● **DIRECTIONS FOR THIS TASK**
Reproduce word for word the text of every entry below, leaving out the pictures.

● **DATASET RECORDS**
··········

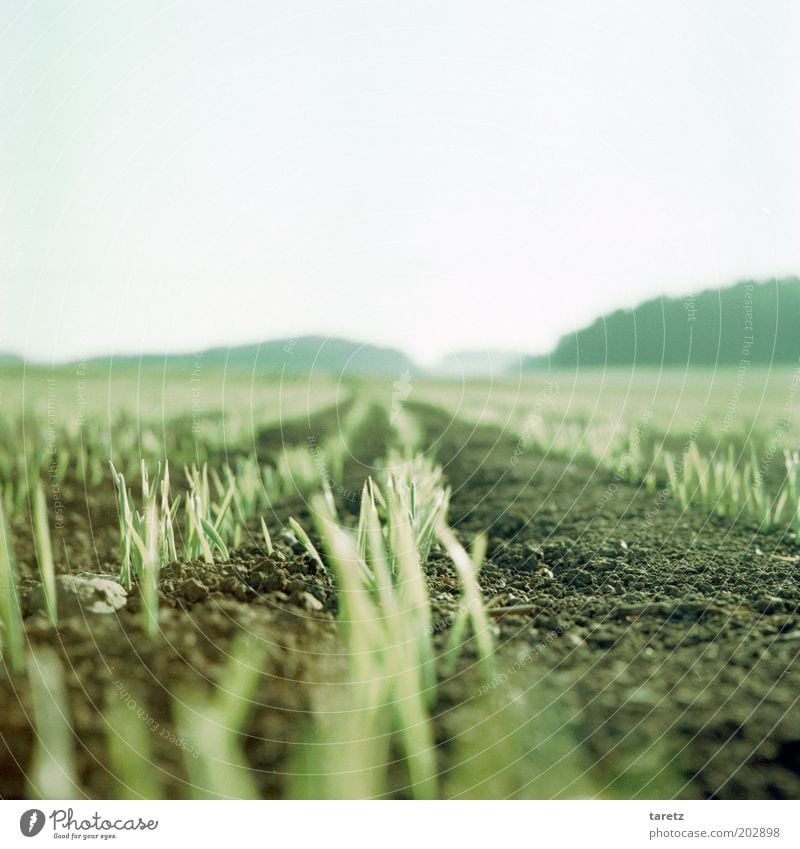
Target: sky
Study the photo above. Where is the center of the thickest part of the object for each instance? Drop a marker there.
(434, 175)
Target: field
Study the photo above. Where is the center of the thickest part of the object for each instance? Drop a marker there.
(556, 586)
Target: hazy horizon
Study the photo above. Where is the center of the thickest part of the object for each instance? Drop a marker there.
(433, 178)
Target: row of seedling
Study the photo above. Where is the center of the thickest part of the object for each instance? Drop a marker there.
(12, 635)
(730, 487)
(386, 625)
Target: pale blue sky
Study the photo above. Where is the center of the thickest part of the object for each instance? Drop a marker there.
(432, 175)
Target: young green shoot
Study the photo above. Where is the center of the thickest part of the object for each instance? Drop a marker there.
(13, 634)
(52, 773)
(215, 725)
(44, 554)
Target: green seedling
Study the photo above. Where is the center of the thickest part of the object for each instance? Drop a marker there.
(215, 726)
(44, 555)
(13, 634)
(130, 752)
(52, 773)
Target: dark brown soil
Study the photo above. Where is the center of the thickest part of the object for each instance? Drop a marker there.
(673, 637)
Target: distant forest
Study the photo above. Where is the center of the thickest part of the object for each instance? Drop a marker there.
(758, 322)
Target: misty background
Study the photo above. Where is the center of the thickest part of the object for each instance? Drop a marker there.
(431, 176)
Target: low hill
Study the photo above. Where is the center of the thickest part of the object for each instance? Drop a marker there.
(304, 354)
(758, 322)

··········

● **RESULT OF THE TASK**
Target: sky
Study the photo above. Where is the center of the thickest part of the object for each instance? Drop a marker there.
(434, 175)
Target: field
Study the photo above. Where is the center of the thickest part of the object for each instance? Drop a marker there.
(556, 586)
Target: hazy horizon
Study the photo above. Where is the center of the thickest part of the object for each instance? Drop a marker there.
(433, 178)
Target: row of seedling
Study the photo above. Where is the center of the thickest part of the object for each instance? Drop a marker there.
(12, 635)
(730, 487)
(386, 625)
Target: pale blue sky
Study the photo above. Where is the center of the thickest part of the object for each instance? Drop a marker there.
(432, 175)
Target: young green shoot
Study the photo above. Where is the center of the thickest part of the object for each instance? Drop a marker there.
(13, 634)
(52, 773)
(215, 725)
(44, 554)
Target: green seedling
Study the photo above. Where is the center of the thickest part of the object for each instance? Drop a marker there.
(215, 726)
(44, 555)
(13, 634)
(130, 752)
(52, 773)
Target: dark brown soil
Study the photo above. Where is the center of the thickest part of the object for each instance? Drop a marker there.
(673, 637)
Target: distant forest
Study the photo above. Where is the center of the thickest part of the object for each instance? Drop a marker there.
(758, 322)
Target: misty background
Study the photo above. Where is the center of the thickest part of the object for each instance? Drop a marker there.
(431, 176)
Target: low hill
Study the photo above. Where is the center of the thickest part of the object for each instance? Drop a marker there.
(304, 354)
(758, 322)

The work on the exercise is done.